Recorded data:
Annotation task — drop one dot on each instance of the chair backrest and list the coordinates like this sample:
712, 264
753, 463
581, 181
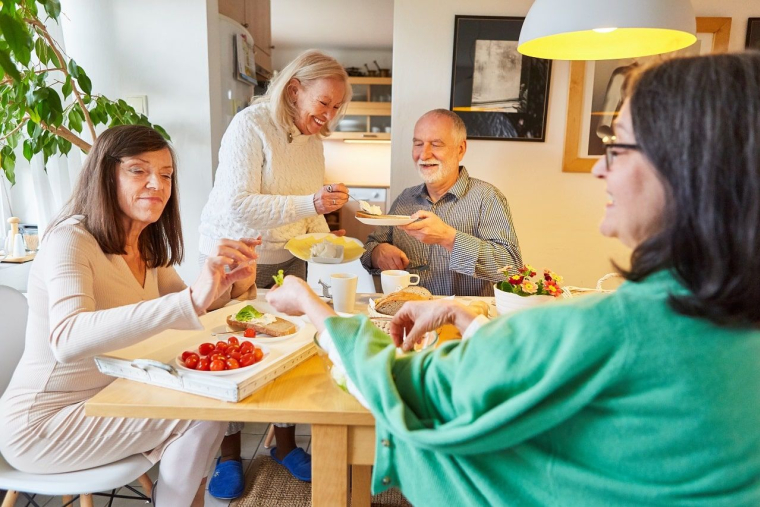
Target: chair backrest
13, 314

§ EXERCISE DETAILS
Output the records verbatim without pictures.

§ WRITTEN REPLY
Annotation task — drop one dot on each instance of the chair backrest and list the coordinates like this sample:
712, 264
753, 463
581, 181
Target: chair backrest
13, 314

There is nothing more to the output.